## PROBLEM TO WORK ON
For the word "keyboard", copy every line of the material that includes it.
──────── DATASET ────────
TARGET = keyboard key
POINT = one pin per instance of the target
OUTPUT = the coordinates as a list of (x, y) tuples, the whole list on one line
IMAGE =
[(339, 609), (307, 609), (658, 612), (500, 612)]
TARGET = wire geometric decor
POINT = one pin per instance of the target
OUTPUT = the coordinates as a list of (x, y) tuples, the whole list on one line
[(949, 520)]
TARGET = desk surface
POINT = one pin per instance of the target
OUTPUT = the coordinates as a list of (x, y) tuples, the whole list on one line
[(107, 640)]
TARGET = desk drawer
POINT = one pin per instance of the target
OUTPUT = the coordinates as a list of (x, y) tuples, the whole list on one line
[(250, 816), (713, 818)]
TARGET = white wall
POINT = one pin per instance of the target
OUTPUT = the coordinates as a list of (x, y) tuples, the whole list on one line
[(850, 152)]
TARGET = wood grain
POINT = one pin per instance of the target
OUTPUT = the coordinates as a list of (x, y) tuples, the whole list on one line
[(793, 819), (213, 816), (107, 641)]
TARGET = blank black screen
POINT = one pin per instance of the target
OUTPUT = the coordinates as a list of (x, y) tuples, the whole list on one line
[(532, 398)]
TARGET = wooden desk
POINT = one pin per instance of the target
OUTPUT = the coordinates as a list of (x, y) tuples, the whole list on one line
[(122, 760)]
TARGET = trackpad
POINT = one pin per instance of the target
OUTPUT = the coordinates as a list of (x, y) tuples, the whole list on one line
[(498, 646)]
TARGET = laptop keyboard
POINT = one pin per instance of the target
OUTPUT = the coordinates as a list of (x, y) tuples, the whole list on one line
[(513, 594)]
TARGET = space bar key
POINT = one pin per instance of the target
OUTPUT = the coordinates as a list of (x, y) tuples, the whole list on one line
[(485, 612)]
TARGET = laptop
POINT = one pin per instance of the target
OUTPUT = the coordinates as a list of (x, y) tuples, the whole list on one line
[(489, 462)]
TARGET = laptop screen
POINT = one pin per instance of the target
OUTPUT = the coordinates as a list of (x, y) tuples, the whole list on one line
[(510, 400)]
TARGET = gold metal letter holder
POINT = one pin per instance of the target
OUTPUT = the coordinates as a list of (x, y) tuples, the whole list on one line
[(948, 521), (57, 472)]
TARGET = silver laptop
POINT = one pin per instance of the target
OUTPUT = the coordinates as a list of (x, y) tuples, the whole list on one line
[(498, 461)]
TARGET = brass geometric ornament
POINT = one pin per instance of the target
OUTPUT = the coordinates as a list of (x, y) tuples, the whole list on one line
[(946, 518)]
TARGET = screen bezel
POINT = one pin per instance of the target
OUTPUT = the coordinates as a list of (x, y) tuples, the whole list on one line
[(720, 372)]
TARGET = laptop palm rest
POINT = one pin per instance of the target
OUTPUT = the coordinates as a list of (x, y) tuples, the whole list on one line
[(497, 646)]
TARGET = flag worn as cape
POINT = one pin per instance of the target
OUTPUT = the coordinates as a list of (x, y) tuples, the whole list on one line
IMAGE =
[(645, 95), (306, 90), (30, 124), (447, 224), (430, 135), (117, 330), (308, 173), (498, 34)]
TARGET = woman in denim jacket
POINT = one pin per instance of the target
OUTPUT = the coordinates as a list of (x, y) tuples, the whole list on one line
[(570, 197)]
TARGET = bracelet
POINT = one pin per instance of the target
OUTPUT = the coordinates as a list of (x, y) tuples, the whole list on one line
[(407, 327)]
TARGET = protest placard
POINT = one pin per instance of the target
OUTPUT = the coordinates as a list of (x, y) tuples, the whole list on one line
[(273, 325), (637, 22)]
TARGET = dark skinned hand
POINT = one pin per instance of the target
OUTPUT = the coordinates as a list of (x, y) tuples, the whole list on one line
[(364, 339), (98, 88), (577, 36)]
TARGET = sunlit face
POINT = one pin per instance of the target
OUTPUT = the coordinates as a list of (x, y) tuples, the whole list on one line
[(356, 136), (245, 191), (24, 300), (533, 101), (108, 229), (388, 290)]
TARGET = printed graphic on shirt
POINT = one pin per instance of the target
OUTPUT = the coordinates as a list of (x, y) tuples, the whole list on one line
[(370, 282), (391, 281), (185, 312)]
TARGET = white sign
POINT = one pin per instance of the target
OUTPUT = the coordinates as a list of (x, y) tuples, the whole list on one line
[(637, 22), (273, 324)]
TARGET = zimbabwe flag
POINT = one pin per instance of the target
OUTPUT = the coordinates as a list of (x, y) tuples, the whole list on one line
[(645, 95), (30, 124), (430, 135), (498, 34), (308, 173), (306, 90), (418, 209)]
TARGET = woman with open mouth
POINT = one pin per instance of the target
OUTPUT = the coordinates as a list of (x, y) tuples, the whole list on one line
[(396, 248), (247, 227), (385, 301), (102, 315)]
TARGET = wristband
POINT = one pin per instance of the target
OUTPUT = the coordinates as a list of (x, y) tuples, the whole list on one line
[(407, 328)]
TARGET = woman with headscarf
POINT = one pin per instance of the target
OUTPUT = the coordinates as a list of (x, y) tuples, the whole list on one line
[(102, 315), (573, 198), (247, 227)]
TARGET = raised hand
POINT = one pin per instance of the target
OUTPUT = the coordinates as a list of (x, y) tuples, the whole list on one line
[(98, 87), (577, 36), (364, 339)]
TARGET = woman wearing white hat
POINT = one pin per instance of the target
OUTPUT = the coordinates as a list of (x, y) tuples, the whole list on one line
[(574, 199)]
────────
## ANSWER BELOW
TARGET = keyboard key
TARGET = laptop keyboard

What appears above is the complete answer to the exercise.